What is required:
Every line from the one with "of the eyelash" through the end of the entries below should be written out exactly; the pictures should not.

(Entries from a point annotation set)

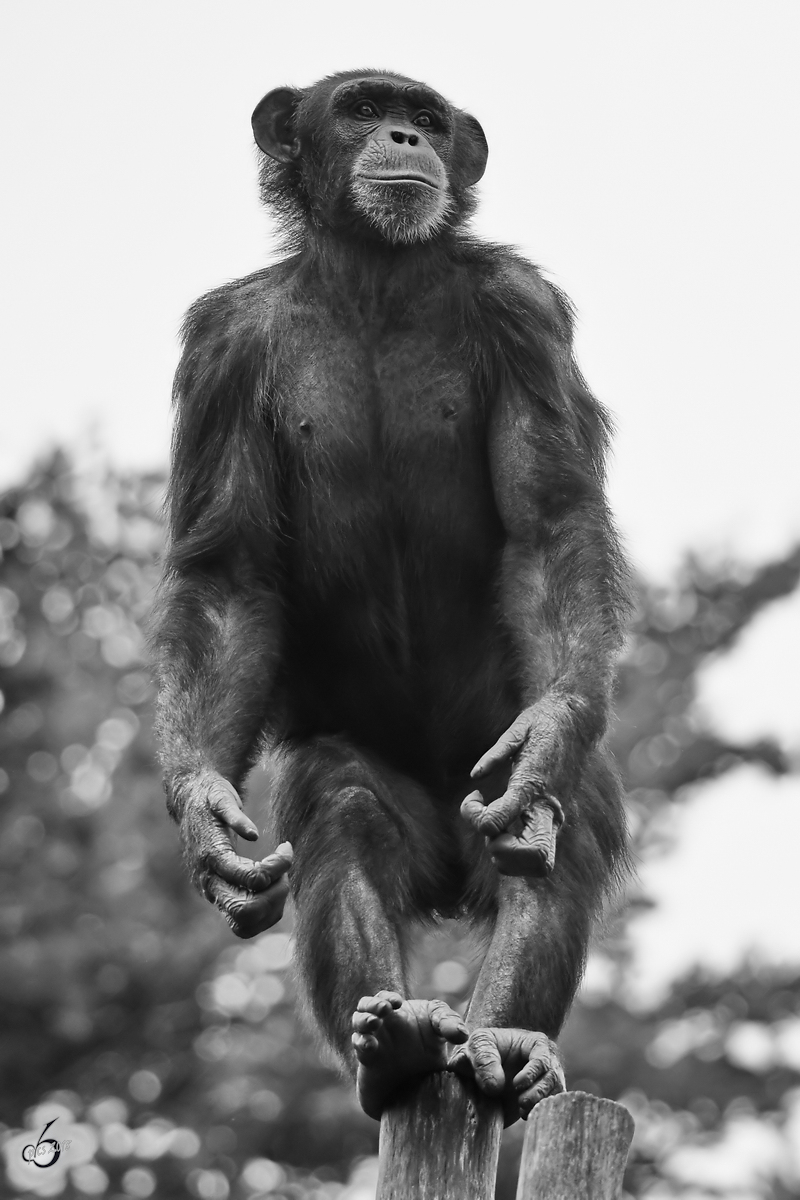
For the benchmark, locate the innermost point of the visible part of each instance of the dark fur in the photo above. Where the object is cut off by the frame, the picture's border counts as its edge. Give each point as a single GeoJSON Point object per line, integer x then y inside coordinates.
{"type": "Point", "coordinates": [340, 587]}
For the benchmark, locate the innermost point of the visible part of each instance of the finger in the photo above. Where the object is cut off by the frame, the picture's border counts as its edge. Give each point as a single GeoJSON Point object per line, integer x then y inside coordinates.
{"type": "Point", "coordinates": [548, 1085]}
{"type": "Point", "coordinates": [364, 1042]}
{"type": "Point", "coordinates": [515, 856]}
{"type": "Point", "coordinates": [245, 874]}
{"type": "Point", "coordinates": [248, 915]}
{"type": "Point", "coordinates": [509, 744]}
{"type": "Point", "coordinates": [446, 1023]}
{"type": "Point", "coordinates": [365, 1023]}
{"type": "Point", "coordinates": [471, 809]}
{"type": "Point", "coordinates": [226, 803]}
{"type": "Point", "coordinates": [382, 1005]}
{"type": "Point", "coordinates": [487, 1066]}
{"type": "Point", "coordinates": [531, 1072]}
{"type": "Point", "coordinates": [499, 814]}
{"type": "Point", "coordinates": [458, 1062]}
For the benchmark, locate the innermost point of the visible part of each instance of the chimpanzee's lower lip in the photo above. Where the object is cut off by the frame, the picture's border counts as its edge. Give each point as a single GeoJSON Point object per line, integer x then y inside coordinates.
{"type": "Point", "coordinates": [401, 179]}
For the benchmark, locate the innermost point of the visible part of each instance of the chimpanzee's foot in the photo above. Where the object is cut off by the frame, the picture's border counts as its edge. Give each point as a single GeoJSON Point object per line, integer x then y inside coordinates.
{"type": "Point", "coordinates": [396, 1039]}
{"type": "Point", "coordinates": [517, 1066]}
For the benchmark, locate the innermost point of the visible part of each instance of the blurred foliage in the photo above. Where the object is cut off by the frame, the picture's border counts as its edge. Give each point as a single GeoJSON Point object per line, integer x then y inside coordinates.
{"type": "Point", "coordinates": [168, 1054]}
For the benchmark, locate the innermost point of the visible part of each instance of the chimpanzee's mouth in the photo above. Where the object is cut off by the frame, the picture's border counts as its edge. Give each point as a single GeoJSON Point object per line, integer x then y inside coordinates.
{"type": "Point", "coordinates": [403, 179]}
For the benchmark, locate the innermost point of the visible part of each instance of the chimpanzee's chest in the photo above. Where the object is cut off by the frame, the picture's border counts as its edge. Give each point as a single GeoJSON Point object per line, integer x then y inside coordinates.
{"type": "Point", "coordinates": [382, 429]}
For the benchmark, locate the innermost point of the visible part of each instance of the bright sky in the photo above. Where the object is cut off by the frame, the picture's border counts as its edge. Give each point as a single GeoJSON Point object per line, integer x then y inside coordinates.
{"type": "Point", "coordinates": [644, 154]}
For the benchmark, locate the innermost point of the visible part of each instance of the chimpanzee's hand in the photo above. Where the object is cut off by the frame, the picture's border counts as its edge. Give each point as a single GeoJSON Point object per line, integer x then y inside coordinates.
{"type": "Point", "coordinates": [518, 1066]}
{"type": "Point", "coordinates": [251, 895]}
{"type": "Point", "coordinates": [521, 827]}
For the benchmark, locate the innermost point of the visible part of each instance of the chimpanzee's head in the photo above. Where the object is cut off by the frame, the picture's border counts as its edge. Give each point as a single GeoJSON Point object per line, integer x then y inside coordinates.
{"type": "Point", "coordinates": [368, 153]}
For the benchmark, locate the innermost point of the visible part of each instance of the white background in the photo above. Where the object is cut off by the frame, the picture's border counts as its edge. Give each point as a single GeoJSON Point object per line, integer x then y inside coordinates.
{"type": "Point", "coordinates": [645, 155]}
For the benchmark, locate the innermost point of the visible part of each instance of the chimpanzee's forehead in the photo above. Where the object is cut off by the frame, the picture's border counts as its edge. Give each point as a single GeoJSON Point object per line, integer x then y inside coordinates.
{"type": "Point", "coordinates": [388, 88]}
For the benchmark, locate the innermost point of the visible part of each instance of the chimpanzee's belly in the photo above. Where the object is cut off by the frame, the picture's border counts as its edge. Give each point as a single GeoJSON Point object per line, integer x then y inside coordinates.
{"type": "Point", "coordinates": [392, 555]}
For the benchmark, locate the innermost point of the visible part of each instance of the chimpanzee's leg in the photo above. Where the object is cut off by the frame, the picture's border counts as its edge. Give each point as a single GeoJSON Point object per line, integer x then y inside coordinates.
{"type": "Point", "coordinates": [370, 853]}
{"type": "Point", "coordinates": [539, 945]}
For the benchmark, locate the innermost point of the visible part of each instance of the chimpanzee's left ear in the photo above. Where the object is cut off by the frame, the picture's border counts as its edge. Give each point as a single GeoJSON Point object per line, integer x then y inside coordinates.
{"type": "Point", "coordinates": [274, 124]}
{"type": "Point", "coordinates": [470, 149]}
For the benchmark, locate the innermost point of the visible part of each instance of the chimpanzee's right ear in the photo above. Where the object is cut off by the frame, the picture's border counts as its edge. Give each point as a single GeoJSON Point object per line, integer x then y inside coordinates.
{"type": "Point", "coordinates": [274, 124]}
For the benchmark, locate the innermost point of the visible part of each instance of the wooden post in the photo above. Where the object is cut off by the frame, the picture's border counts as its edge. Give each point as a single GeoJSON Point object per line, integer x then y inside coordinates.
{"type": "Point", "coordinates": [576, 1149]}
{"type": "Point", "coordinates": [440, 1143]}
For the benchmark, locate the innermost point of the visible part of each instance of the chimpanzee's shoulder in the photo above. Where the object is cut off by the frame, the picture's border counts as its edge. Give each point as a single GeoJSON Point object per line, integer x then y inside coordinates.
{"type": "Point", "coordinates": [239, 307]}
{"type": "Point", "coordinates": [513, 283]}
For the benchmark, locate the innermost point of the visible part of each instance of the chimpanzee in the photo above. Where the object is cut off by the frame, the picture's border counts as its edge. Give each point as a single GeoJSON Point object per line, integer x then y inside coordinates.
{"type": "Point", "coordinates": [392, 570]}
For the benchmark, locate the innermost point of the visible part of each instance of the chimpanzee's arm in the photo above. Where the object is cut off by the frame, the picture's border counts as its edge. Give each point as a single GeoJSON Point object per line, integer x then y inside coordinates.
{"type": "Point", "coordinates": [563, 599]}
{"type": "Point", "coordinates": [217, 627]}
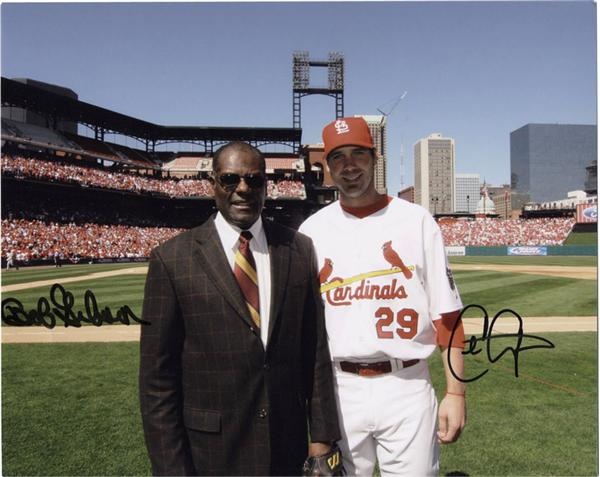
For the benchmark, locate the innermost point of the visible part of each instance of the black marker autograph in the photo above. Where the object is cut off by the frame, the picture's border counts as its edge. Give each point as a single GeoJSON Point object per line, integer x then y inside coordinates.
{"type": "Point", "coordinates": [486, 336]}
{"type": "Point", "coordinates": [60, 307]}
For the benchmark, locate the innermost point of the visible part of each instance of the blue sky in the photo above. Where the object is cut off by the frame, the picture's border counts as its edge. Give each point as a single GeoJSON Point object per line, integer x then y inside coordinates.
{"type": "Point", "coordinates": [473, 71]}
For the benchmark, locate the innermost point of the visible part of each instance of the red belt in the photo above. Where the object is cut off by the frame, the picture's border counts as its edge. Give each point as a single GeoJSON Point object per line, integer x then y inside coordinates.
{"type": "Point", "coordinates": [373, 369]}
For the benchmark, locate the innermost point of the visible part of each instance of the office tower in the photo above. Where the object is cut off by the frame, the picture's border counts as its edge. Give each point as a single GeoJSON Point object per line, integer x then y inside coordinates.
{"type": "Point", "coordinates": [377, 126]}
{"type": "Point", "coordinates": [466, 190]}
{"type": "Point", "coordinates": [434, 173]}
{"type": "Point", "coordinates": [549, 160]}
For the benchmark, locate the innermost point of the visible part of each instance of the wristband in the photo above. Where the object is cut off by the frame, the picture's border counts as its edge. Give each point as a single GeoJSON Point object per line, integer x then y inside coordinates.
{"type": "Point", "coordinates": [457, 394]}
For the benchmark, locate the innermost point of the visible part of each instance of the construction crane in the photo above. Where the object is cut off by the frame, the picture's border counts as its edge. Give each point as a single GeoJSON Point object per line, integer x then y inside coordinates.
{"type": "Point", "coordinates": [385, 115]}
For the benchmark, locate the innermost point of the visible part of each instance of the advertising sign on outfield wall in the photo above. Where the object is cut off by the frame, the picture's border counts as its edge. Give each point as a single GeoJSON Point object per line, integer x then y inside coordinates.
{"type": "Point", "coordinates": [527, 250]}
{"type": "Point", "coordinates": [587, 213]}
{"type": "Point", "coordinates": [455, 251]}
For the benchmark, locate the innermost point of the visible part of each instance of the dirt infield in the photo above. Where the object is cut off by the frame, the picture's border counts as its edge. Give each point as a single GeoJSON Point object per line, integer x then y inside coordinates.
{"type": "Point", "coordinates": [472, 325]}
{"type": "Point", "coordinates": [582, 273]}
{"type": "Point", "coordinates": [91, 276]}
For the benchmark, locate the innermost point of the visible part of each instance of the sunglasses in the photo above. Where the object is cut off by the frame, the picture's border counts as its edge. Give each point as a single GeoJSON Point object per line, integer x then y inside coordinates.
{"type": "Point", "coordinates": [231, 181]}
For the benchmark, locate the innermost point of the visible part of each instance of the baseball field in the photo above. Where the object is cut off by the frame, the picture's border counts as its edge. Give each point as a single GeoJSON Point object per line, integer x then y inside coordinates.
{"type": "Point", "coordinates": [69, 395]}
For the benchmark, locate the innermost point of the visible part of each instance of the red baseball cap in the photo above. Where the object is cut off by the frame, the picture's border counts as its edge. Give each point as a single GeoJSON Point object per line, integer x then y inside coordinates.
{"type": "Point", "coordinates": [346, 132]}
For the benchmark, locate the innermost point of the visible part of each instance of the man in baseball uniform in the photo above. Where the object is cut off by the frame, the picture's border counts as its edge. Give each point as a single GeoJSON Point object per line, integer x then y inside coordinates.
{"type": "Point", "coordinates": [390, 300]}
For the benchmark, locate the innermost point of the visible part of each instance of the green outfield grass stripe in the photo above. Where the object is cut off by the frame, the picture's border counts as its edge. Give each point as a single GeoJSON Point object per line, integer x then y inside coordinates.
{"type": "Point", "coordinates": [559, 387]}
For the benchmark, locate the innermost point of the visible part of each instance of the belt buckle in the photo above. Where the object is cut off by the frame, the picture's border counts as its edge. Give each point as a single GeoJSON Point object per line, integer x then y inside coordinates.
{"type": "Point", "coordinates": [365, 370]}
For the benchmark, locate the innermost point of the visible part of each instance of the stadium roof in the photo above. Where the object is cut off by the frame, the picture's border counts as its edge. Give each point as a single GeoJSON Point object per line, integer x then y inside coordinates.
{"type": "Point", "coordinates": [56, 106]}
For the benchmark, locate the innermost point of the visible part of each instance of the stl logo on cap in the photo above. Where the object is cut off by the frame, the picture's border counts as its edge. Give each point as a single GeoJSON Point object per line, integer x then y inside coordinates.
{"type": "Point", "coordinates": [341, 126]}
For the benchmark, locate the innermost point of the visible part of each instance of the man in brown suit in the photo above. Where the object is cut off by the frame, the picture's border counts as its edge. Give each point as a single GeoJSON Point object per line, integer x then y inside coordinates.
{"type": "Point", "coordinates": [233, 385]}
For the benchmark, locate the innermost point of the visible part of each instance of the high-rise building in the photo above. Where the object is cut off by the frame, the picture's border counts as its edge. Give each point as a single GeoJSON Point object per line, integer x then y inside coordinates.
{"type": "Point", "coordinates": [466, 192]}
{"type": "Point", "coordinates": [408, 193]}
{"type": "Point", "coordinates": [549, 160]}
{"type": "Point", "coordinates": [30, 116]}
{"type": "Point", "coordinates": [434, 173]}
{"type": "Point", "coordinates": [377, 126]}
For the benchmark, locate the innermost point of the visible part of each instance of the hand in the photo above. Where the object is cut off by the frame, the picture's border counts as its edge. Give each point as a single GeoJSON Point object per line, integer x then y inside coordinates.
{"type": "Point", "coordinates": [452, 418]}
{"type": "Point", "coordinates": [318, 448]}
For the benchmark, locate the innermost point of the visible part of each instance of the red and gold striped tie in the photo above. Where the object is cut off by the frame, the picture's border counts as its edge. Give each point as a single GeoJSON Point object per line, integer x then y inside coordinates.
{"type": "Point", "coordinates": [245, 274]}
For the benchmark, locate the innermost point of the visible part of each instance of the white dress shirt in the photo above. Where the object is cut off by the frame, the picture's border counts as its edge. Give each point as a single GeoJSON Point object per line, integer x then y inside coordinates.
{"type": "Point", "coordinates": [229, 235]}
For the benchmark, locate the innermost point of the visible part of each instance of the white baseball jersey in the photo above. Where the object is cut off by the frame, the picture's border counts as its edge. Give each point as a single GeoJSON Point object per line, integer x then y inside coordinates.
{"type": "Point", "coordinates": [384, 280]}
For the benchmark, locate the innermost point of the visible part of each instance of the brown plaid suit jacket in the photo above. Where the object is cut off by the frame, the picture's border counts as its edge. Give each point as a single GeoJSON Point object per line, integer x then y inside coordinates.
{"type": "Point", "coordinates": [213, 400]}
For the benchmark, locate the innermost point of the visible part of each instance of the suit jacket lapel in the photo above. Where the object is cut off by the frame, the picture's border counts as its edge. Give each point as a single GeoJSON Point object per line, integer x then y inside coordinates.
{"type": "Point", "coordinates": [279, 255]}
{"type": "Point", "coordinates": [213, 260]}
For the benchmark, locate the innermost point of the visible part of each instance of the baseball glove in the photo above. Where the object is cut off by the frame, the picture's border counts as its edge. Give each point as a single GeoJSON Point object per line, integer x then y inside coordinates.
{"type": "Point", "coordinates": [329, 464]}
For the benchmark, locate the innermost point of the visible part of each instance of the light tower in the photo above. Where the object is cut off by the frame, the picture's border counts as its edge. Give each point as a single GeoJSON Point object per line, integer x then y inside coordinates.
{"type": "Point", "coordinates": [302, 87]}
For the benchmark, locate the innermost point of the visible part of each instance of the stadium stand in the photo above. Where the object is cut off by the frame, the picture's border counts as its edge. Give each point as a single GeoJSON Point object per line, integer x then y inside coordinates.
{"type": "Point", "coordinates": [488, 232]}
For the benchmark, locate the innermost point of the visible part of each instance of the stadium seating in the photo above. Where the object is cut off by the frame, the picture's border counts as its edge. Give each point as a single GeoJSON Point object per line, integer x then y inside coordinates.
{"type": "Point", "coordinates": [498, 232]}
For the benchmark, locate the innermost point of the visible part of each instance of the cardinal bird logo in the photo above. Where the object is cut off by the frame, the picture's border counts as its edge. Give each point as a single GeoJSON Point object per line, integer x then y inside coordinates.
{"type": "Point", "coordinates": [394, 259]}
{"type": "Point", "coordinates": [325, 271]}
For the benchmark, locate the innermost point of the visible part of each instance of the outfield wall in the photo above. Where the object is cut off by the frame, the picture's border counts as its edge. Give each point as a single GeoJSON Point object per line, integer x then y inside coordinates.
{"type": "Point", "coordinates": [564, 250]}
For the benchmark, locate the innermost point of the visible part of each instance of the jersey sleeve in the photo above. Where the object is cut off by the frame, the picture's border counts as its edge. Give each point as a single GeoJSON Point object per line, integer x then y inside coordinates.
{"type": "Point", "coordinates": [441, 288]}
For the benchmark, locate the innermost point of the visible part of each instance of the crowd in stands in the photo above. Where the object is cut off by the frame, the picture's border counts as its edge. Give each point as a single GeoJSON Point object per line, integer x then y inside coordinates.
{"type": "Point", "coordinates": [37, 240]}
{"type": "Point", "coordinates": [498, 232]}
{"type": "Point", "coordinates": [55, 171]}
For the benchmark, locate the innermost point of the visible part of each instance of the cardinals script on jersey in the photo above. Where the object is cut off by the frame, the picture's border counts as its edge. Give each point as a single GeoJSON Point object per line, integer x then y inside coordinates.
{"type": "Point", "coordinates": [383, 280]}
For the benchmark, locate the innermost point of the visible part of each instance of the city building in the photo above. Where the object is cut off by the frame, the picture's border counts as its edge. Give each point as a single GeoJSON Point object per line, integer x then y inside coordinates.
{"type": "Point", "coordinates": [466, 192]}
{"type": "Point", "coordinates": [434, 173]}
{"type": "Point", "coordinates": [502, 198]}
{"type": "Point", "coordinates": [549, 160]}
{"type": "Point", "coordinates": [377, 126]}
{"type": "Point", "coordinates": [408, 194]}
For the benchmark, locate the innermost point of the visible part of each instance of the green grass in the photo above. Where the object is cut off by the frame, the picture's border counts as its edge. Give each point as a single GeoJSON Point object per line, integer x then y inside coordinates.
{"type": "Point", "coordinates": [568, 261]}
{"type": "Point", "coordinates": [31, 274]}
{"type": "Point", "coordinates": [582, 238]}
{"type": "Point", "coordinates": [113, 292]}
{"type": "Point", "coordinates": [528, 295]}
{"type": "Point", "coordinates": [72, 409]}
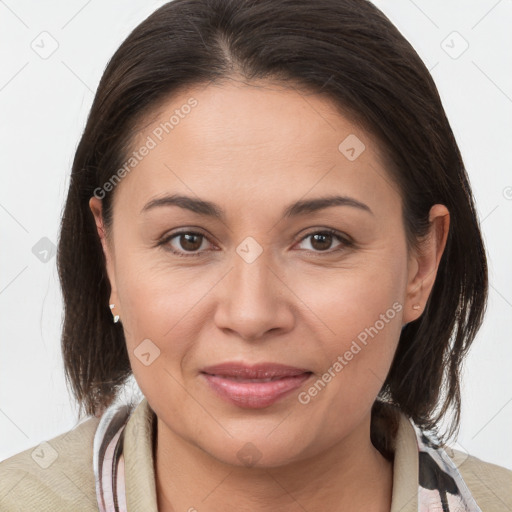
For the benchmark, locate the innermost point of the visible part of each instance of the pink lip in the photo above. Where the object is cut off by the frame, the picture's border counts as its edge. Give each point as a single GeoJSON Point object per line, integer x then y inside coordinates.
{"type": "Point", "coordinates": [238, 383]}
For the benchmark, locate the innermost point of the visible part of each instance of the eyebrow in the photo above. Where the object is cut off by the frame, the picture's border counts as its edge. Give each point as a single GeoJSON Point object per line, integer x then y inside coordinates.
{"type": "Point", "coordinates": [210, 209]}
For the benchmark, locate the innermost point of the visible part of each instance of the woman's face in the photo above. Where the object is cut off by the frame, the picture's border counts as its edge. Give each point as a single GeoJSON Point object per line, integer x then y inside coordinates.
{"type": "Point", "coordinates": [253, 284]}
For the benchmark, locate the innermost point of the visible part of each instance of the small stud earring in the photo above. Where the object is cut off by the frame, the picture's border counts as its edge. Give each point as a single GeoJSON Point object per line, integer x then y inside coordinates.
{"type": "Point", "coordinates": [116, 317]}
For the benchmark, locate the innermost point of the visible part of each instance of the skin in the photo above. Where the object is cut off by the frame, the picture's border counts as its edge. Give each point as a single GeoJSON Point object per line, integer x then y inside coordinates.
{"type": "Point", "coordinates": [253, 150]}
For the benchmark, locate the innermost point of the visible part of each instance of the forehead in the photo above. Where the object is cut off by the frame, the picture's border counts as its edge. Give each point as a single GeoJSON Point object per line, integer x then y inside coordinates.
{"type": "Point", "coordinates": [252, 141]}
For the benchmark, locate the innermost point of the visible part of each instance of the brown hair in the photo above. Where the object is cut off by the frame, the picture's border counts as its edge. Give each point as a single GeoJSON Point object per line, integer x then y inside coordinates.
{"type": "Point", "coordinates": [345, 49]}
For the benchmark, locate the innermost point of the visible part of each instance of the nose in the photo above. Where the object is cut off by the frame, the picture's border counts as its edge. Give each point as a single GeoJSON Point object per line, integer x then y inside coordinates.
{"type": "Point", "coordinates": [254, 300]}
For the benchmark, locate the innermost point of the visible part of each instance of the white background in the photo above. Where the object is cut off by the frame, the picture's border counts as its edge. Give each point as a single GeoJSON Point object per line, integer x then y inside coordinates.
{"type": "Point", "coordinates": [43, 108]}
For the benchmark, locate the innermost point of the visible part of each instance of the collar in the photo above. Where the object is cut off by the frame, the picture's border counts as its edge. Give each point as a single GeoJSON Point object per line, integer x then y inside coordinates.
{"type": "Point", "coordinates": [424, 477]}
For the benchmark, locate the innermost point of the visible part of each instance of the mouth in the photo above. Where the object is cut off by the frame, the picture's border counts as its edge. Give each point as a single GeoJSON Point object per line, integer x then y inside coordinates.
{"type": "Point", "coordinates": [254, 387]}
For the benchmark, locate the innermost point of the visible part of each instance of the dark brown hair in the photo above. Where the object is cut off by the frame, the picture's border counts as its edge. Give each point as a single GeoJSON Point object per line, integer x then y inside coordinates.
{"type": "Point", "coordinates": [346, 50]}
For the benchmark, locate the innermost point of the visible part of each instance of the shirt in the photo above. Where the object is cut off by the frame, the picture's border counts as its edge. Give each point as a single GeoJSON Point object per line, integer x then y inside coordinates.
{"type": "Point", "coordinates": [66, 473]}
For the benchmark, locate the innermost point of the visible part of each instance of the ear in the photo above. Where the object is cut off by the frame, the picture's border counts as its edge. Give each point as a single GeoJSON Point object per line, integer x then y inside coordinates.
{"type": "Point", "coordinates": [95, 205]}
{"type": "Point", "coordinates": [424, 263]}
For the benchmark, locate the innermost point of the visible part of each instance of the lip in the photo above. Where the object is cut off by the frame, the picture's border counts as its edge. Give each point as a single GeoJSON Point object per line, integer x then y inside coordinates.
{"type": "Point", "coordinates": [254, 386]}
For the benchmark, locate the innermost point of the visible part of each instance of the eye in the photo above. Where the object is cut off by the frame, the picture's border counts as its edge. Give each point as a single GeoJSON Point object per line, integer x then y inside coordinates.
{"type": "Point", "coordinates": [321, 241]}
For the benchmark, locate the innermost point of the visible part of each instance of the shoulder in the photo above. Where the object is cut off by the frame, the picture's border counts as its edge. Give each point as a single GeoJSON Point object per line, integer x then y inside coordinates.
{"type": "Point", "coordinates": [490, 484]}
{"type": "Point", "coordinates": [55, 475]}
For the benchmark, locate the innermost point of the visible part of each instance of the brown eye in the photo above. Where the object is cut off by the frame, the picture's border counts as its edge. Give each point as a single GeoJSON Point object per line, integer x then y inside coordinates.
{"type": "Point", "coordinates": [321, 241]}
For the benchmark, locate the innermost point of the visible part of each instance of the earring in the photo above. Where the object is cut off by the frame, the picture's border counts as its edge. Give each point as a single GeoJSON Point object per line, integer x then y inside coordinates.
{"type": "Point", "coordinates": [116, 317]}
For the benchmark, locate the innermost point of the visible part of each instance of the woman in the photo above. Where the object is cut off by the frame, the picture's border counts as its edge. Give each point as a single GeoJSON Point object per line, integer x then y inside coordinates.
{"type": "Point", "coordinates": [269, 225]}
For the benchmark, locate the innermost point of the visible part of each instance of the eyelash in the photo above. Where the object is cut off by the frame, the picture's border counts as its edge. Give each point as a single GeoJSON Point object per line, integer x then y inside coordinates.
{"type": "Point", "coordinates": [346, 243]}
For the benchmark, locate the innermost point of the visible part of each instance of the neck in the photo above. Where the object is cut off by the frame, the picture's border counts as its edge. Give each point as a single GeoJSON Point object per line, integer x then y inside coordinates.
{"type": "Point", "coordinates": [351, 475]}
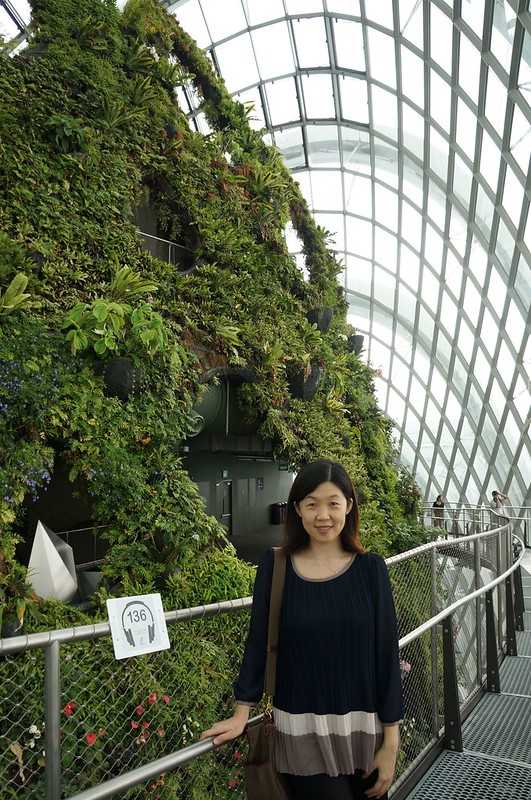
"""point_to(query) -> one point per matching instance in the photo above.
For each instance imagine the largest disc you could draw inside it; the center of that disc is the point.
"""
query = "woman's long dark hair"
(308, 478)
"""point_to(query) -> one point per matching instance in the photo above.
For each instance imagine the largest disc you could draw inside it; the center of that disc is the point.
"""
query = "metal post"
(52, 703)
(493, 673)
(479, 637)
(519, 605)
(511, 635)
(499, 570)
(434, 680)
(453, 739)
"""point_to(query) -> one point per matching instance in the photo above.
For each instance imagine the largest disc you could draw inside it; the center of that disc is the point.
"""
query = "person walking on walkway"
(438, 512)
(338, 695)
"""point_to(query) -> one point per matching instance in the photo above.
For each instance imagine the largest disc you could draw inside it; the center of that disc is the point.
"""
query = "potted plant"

Reply:
For the benchmark, locate the innermost point of the visible part of each instance of the eyelash in the photo above. Where the object is cut off by the frame, the picture's border counts as its edge. Give each point as a single GeoJSON Point object per line, integer x then y inside coordinates.
{"type": "Point", "coordinates": [346, 243]}
For the benchmark, locate the innermost point of the visible part of each instance of the neck in the photo above. Where the object is cut off by the frame, the picture's border counts as its edge. Give each point as a single GeoJSON Point object per line, integer x then y inside coordinates.
{"type": "Point", "coordinates": [351, 475]}
"""point_to(query) -> one point per matching instance in the photo above.
For each instance imagine the largest disc you could draw inside it; the center of that disc is the point.
"""
query = "woman's long dark hair"
(308, 478)
"""point_to(query) -> one point per matching instance in the photo above.
For each instance imagine the largest disc you could draw inside it; the center of that disc is the point.
"""
query = "metal post"
(52, 703)
(493, 673)
(479, 637)
(519, 605)
(511, 635)
(499, 570)
(434, 680)
(453, 739)
"""point_to(query) -> one point per matching instance in the photo above.
For each instance imagine the largest disc you could draw inside it; the center of that disc is the point.
"""
query = "person walking on walkway"
(438, 512)
(338, 695)
"""point_to(query) -> one point per matching instance in the photo above.
For each instance imagine the largest disc you could draw inside it; the center of that disc is the point.
"""
query = "potted plant"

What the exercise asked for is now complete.